Rejecting strong suggestions by top Department of Interior officials, Dom Nessi hatched an aggressive development schedule for the Trust Asset and Accounting Management System (TAAMS), testified Tommy Thompson. Rather than take the time to "make this work," Nessi often pushed for limited testing of the system, and even suggested certain tests be eliminated altogether, he said.

"He was attempting to limit his responsibilities and role inappropriately," said Thompson. "He didn't always prevail, but he didn't always cooperate."

A key consequence of Nessi's bullish behavior, Thompson continued, was that the Bureau of Indian Affairs and Applied Terravision (Artesia Systems Group), the third-party contractor assigned to develop TAAMS, were never ready to have their work double-checked by an independent verifier. The last, and only time, such a review occurred was in late 1999, he said.

> LISTING:

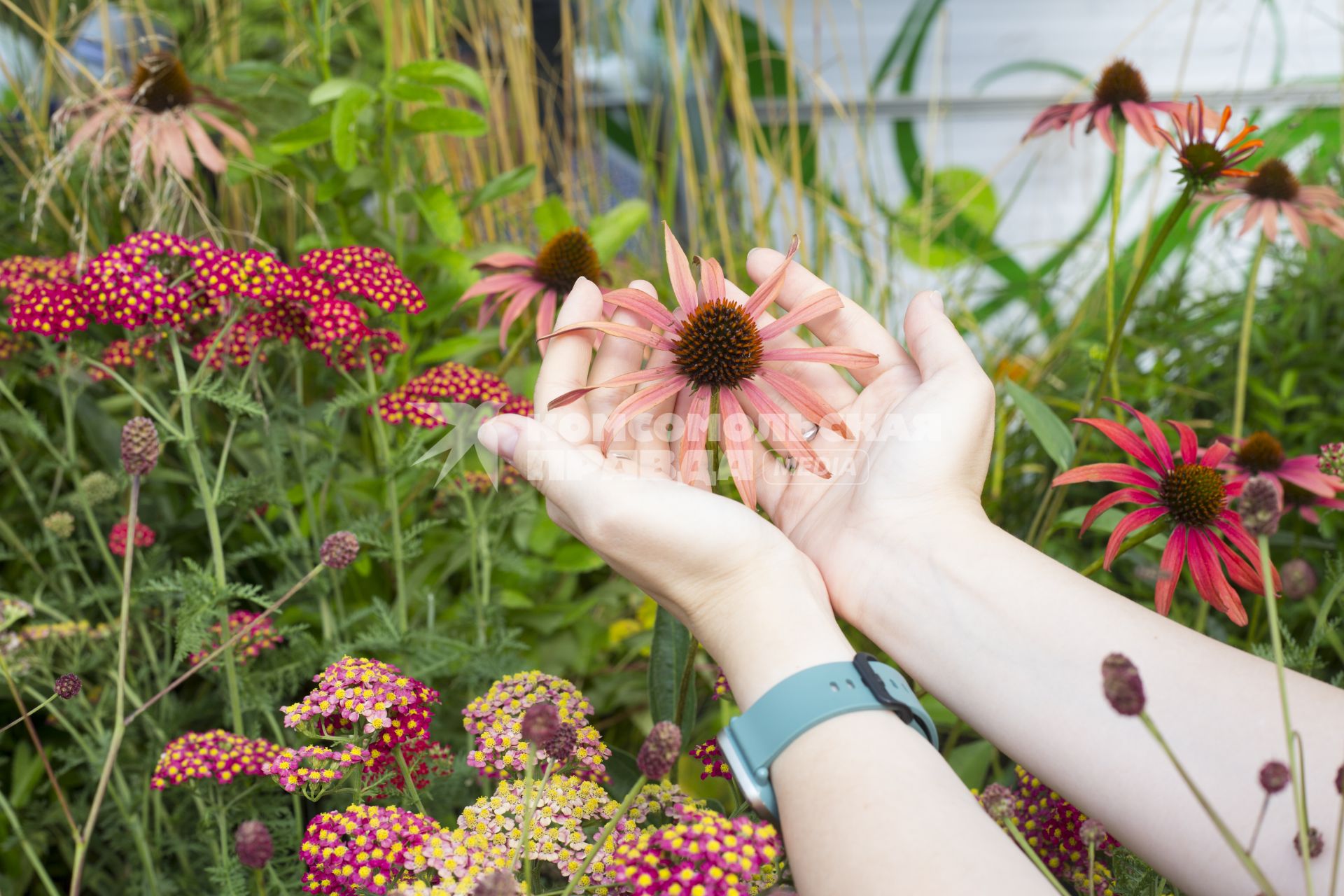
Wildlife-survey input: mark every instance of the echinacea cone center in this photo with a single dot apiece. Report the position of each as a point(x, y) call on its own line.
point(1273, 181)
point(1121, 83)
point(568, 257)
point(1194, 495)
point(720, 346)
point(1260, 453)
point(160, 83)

> REQUIREMENT: List every organization named in the TAAMS testimony text. The records come from a separate source unrelated to the text.

> REPLY TO THE TASK:
Department of Interior
Bureau of Indian Affairs
Applied Terravision (Artesia Systems Group)